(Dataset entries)
==================================================
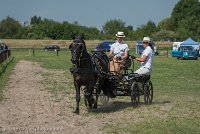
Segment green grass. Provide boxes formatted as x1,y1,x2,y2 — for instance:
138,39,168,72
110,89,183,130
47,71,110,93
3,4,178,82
0,49,200,134
0,59,16,102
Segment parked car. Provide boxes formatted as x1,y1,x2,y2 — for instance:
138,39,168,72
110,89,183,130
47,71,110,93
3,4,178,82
44,45,60,51
94,41,115,52
174,46,198,60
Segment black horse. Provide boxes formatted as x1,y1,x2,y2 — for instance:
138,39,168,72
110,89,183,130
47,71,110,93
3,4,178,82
69,36,113,114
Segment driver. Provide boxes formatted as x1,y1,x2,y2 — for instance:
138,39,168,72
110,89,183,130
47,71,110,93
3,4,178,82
108,32,129,74
131,37,154,75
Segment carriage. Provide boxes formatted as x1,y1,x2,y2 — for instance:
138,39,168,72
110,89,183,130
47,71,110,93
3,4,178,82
95,51,153,106
69,37,153,114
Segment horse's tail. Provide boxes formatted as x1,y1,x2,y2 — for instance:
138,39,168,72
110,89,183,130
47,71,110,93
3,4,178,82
102,78,116,98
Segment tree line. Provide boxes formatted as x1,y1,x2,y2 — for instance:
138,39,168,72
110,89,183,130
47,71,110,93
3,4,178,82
0,0,200,41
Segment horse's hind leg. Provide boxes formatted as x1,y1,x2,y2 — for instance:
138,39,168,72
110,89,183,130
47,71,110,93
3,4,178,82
74,82,80,114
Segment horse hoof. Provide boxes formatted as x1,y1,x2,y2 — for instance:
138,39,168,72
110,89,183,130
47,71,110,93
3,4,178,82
74,110,79,114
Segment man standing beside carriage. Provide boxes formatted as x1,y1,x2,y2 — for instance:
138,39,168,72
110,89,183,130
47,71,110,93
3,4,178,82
132,37,154,75
108,32,129,74
108,32,153,75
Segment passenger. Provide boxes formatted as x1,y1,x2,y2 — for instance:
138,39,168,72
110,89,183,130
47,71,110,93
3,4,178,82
131,37,154,75
108,32,129,74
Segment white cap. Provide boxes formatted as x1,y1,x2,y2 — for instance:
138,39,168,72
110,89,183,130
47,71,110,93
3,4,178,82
116,32,125,38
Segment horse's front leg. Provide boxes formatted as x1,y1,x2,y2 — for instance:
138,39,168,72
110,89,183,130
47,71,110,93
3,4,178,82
93,79,104,109
74,82,80,114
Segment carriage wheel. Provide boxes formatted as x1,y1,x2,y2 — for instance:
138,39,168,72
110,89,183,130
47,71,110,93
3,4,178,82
131,82,140,106
99,92,109,105
144,81,153,104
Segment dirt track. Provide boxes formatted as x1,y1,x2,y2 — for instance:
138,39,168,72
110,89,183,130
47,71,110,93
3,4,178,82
0,60,106,134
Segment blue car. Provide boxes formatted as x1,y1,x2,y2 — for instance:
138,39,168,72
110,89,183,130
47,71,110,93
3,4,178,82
94,41,115,52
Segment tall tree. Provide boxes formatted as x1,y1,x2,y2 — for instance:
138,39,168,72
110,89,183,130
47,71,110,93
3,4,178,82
0,16,22,38
103,19,125,38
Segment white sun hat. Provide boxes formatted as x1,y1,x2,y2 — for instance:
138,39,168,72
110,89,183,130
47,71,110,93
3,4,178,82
142,37,151,42
116,32,125,38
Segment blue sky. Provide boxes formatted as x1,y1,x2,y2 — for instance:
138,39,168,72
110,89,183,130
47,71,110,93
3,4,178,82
0,0,179,30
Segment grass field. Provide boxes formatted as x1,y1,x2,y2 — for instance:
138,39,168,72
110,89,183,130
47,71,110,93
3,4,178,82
0,48,200,134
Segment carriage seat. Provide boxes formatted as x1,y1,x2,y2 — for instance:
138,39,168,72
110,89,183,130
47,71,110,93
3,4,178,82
129,73,151,82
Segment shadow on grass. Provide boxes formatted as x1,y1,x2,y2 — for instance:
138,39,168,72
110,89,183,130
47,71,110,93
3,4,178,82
93,101,137,113
92,101,171,113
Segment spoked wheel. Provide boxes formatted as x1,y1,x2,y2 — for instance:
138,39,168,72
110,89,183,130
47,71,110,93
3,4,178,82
144,81,153,104
99,92,109,105
131,82,140,106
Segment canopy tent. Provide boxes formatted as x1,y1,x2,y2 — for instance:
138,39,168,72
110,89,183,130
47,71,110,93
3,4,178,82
181,38,199,50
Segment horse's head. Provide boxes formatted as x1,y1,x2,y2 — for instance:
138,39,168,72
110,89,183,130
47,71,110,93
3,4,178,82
69,36,86,65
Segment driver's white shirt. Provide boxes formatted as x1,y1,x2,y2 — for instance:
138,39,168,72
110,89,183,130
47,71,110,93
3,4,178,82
141,46,153,70
110,41,129,58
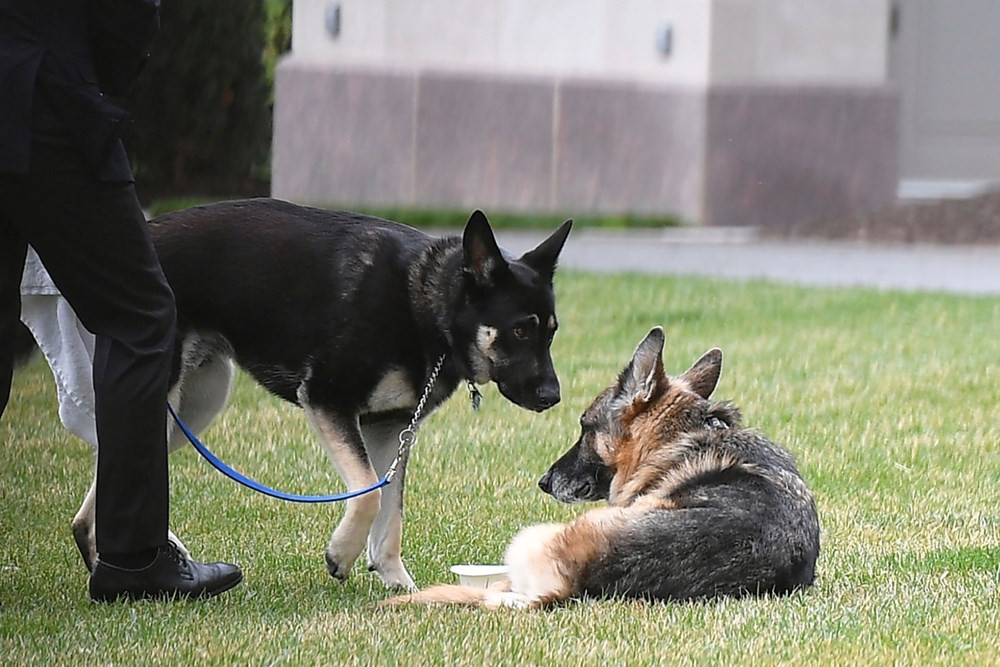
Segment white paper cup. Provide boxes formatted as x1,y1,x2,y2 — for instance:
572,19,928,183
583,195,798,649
451,564,507,588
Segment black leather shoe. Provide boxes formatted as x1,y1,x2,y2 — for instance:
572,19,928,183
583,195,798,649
90,542,243,602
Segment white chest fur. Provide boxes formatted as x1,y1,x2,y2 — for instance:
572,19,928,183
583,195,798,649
366,368,417,412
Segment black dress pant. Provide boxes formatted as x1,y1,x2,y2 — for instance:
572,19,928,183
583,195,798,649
0,143,175,553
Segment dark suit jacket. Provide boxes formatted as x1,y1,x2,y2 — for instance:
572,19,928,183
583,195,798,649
0,0,160,181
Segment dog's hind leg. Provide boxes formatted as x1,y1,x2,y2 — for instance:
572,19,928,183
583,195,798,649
300,402,381,581
361,416,417,591
73,474,97,572
167,354,236,451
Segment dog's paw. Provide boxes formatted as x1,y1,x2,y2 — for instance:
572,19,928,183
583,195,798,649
73,521,97,572
368,560,417,593
323,551,354,581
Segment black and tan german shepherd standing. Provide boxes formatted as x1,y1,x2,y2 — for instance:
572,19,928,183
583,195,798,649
68,199,572,590
387,328,819,609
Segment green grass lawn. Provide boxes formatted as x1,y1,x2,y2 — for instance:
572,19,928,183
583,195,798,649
0,271,1000,666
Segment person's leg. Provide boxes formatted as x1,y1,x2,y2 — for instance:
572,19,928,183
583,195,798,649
0,193,28,419
0,145,242,601
6,149,175,560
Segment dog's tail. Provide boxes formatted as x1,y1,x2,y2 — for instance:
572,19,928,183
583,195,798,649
379,582,540,609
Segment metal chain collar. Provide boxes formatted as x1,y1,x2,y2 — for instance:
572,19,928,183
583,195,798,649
385,354,447,482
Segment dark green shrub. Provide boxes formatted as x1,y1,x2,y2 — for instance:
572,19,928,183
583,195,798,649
126,0,271,193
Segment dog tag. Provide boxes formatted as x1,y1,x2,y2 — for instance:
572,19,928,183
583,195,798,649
469,382,483,412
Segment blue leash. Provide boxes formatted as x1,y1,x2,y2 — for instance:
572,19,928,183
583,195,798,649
167,403,390,503
167,355,450,503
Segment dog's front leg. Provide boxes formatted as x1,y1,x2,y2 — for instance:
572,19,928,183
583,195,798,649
303,403,381,581
361,417,417,591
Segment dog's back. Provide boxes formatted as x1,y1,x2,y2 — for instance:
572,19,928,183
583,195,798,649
580,428,819,600
390,328,819,608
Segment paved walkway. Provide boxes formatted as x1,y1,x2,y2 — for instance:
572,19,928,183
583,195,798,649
497,228,1000,295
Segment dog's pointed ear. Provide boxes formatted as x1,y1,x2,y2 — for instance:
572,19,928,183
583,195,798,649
680,347,722,398
616,327,667,405
521,220,573,280
462,211,508,287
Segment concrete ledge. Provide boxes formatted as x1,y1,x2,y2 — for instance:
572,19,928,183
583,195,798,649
272,58,899,226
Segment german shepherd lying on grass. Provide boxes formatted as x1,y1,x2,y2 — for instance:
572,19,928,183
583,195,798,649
386,328,819,609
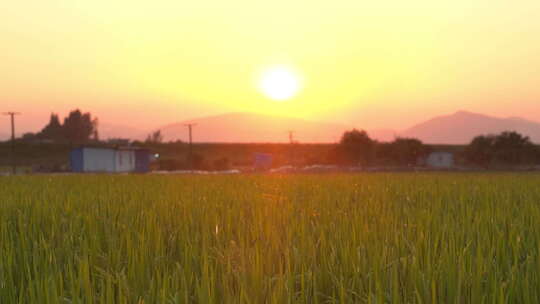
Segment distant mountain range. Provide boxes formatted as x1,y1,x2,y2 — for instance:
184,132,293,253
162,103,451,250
153,111,540,144
399,111,540,144
4,111,540,144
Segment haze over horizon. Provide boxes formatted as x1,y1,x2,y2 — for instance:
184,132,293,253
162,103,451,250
0,0,540,134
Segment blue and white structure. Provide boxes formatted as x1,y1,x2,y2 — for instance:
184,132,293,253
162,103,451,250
70,147,150,173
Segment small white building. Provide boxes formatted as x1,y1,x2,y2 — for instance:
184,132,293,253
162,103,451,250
425,151,454,168
70,147,150,173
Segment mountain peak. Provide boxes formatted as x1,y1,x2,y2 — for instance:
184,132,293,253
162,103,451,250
402,110,540,144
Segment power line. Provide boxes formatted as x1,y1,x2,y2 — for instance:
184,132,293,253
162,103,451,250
2,112,21,175
184,123,197,170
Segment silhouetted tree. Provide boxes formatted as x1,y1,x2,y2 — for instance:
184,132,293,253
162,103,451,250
334,129,375,165
377,137,429,166
38,113,65,142
145,130,163,144
464,131,538,167
62,109,98,143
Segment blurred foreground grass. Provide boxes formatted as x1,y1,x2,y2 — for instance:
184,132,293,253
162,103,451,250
0,173,540,303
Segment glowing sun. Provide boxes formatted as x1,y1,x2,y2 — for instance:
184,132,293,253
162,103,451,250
259,66,300,101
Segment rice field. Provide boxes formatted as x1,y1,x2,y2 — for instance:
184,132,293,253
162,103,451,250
0,173,540,303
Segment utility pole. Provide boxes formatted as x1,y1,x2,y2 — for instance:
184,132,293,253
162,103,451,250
184,123,197,170
2,112,21,175
287,130,294,144
287,130,294,165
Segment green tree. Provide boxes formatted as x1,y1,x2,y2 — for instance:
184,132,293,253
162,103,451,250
62,109,98,144
377,137,429,166
145,130,163,144
465,131,538,167
38,113,65,142
337,129,375,166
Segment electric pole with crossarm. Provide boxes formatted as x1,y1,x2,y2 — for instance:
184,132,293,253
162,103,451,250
2,112,21,175
184,123,197,170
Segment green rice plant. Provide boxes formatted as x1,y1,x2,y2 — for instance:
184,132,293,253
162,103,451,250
0,173,540,303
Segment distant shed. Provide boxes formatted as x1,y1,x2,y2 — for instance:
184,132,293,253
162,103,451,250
70,147,150,173
253,153,272,170
426,151,454,168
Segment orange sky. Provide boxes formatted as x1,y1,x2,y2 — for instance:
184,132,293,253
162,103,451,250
0,0,540,133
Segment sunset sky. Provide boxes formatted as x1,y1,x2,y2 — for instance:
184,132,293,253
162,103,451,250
0,0,540,134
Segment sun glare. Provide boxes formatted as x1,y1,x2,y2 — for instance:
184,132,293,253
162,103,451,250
259,66,300,101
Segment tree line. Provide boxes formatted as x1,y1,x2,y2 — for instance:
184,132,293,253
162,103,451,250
22,109,99,144
329,129,540,168
11,109,540,168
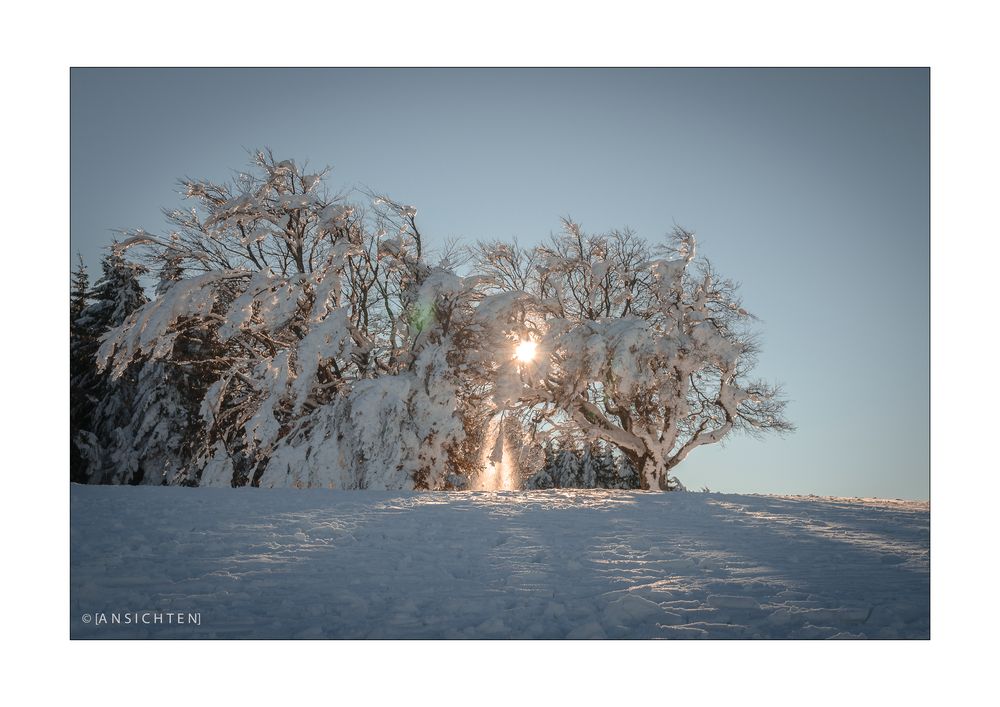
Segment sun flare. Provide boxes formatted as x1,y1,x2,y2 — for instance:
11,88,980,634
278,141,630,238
514,339,538,363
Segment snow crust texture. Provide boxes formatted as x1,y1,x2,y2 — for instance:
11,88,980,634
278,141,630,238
70,485,930,639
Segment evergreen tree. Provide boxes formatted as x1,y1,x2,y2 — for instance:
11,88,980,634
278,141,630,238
69,254,97,483
71,247,147,483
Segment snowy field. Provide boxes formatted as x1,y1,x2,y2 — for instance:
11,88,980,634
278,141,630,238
70,485,930,639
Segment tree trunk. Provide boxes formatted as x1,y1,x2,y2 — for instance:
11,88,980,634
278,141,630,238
622,450,667,491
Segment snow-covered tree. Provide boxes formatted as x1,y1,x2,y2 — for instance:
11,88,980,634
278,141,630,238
98,151,477,488
475,220,792,490
70,249,146,483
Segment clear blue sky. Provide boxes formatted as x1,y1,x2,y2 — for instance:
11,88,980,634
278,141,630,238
71,69,930,499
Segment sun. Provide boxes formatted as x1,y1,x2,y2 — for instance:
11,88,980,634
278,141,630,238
514,339,538,363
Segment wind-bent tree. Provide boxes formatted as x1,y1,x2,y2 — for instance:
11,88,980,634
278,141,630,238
474,221,793,489
98,151,482,488
84,150,791,489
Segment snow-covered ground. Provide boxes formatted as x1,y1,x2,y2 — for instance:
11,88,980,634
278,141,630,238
70,485,930,638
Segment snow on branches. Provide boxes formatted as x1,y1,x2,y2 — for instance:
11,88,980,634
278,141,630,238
81,151,791,489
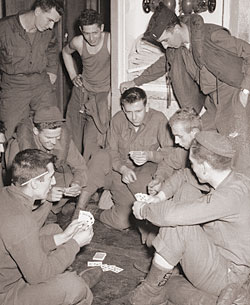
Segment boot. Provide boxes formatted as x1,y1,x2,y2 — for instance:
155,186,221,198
79,267,103,288
129,263,172,305
72,191,92,220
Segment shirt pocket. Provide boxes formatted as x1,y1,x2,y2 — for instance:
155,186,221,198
10,46,29,65
0,45,13,65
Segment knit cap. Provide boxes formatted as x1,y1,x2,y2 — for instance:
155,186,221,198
195,131,235,158
143,2,179,40
34,106,66,123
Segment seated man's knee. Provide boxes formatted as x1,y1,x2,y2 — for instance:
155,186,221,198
88,149,111,175
40,223,63,235
59,272,93,305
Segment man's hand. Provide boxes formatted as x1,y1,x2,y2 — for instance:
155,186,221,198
54,219,87,246
72,74,83,87
132,201,146,220
47,186,63,202
148,178,162,195
64,183,82,197
73,226,94,247
121,166,137,184
240,89,249,108
147,191,167,203
129,151,150,166
147,195,161,203
47,72,57,85
120,80,136,93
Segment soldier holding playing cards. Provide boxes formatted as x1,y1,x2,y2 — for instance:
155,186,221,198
130,131,250,305
73,87,173,230
0,149,102,305
5,106,87,220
==================================================
Retype the stretch of the listing above from its beginning through the line containing "69,37,153,114", both ends included, with no change. Omit the pictures.

Answer to the problem
Segment green grass. Provide boxes formatted as x1,y1,x2,y2 — for instance:
138,39,168,72
110,89,183,130
47,71,110,93
3,4,178,82
0,49,200,134
0,59,16,102
Segment parked car. Provide boxes formatted as x1,y1,x2,y2 — for instance:
138,39,168,72
110,89,183,130
47,71,110,93
3,4,178,82
44,45,60,51
94,41,115,52
174,46,198,60
Segment black horse. Provide boxes formatted as x1,y1,x2,y2 — for instance:
138,39,168,72
110,89,183,130
47,71,110,93
3,4,178,82
69,36,113,114
Segment driver. Provide boxes formatted as x1,y1,x2,y2 — for instance:
138,39,168,72
110,89,183,130
47,71,110,93
3,4,178,82
108,32,129,74
131,37,154,75
Segment carriage. Provide boxes formatted as x1,y1,x2,y2 — for instance:
138,39,168,72
110,89,183,130
47,71,110,93
3,4,178,82
95,51,153,106
69,37,153,114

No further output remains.